● **THE PROBLEM**: Please restate the records below word for word, leaving out every picture.
━━━ THE RECORDS
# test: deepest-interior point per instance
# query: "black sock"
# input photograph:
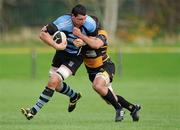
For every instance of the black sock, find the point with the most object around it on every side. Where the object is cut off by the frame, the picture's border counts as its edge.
(124, 103)
(68, 91)
(111, 99)
(43, 99)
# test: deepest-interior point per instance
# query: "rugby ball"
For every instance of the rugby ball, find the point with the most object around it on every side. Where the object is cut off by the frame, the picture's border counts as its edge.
(59, 37)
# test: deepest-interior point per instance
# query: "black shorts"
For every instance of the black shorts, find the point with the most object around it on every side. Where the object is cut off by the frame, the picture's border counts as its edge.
(107, 66)
(73, 62)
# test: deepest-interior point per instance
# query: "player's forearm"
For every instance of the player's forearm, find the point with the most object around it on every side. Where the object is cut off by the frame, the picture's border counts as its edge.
(46, 38)
(91, 41)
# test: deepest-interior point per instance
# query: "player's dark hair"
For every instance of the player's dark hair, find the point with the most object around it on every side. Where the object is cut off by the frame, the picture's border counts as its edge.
(79, 9)
(98, 23)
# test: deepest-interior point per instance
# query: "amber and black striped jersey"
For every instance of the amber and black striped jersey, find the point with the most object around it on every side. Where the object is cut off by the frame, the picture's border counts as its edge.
(94, 58)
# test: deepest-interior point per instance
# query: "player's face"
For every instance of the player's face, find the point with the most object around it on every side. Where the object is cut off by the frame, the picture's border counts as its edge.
(78, 20)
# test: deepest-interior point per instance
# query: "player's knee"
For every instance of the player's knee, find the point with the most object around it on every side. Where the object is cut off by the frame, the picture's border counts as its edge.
(54, 81)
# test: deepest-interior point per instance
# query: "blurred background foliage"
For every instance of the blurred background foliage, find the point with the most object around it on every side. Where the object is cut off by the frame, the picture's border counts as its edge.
(127, 21)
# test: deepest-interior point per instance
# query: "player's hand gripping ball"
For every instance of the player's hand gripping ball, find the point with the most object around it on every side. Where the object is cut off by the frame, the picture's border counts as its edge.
(59, 37)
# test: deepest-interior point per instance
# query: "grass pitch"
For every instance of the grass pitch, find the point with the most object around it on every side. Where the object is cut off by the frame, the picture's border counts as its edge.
(152, 80)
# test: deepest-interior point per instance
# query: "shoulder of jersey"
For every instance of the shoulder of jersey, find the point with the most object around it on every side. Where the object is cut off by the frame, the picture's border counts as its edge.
(90, 23)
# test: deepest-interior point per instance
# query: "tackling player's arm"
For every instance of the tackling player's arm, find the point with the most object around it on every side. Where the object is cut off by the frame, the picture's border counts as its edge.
(46, 36)
(93, 42)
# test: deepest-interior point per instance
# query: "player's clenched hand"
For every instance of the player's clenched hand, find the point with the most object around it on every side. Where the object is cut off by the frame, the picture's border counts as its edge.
(78, 42)
(60, 46)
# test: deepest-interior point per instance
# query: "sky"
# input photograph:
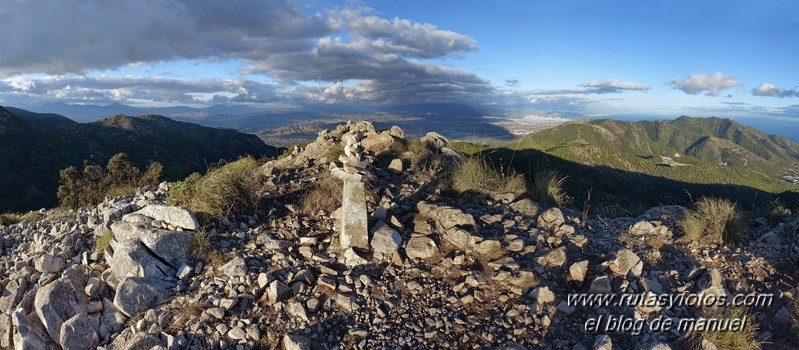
━━━━━━
● **FINISHED EXERCISE**:
# test: deepest-interior point per instance
# query: "black sock"
# input photograph:
For every instance of the black sock, find the point with the most object around it on every side. Where the object is cut off by the frame, the picture's border counts as its edge.
(124, 103)
(68, 91)
(111, 99)
(43, 99)
# test: deepest-interior point per instance
# query: "rugby ball"
For every instance of the rugby ball, find the point with the most object around it on every side. Where the object is cut off by the frame, the picture's border counts as its edge.
(59, 37)
# test: deepest-interior point per instance
# query: "black shorts"
For every instance of the black shorts, find the point with the most object around it on every side. Where the object is cut off by the frame, the picture's border counts as its edge.
(107, 66)
(73, 62)
# test: deepest-interior point per instance
# query: "player's forearm"
For every instance of the player's forearm, find the point with the most object around it on every side. Where the object is cut off by the frame, the picture's border counts as its edge.
(46, 38)
(91, 41)
# test: deepest-interior point per instance
# query: "player's dark hair"
For every instance of the player's dark hair, find the point with the most object around it on every side. Where the object is cut off by the frame, the picture's border counts as its edge.
(79, 9)
(98, 23)
# test: deepest-interior point per instance
# query: "amber and black striped jersey"
For every instance of the amber and black striped jersey, find the point with the most object around it on every side. Where the object is cut off by the frame, the picture's border counts as its edge.
(94, 58)
# test: deepest-interior point per instance
# query: "player's face"
For every instance of the player's face, find the point with the most object around it on every side. Where the object is cut off by the frame, the picture's border counts as its edge.
(78, 20)
# test: deepest-interior point per instance
# query: "player's knee"
For every instance of the player's knee, find the point with the most object around it on every side. Where the object is cut off by the frame, the picture's border counts as its edge.
(54, 81)
# test: deepest-interior point per instance
# query: "blurred background foliage"
For every instance of the blurred background foliage, find the point with the most object around it on every side. Where the object is cut off by the frame, the picture's border counts as its edge.
(127, 21)
# test: deepest-interior point per instance
# query: "player's hand gripping ball"
For every instance of the player's hand gripping ball, find the point with the most object around it on every side. Where the object is cut off by the frame, the picture's border counts as its edge.
(59, 37)
# test: deepest-interior point per instance
# query: "grass pitch"
For every instance of the grass pitch, find the point with the most object around it on every side. Where the object is cut off by the frame, the picture's border counts as its edge.
(152, 80)
# test: deepest-interior point per instance
# query: "shoulder of jersey"
For every instance of the shoulder of jersey, find the point with the most object around it on every side. Where the object is cut off by the frame, the picture's border counts as its edge.
(90, 23)
# test: deepest-interior point per instance
# query: "tackling player's arm"
For every instance of the tackling player's arm, find the point with the most object around it on every side. Where the object is cut off by the frame, the picture's border counts as its edge.
(46, 36)
(93, 42)
# test: deepest-interior point per instance
# query: "player's clenched hand"
For every instance of the player's clenched hand, find the point with the most object around it on every side. Where the object is cut off by the frame, the picture's border counts as its edge.
(78, 42)
(60, 46)
# test: deepest-interior point per instance
# query: "sky"
# input photograph:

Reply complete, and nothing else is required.